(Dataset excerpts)
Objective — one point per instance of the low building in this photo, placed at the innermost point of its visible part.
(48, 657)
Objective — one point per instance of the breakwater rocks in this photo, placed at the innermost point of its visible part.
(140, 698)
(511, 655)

**PROBLEM TO WORK ON:**
Produce the records once again, exactly as they stand above.

**WRITTEN ANSWER:**
Objective — one point per instance of the low building in this photo, placed at the innermost point of its visible part.
(48, 657)
Objective — one point per instance of the breakwater rocks in this photo, placed at the innermost point of its visible part.
(140, 698)
(511, 655)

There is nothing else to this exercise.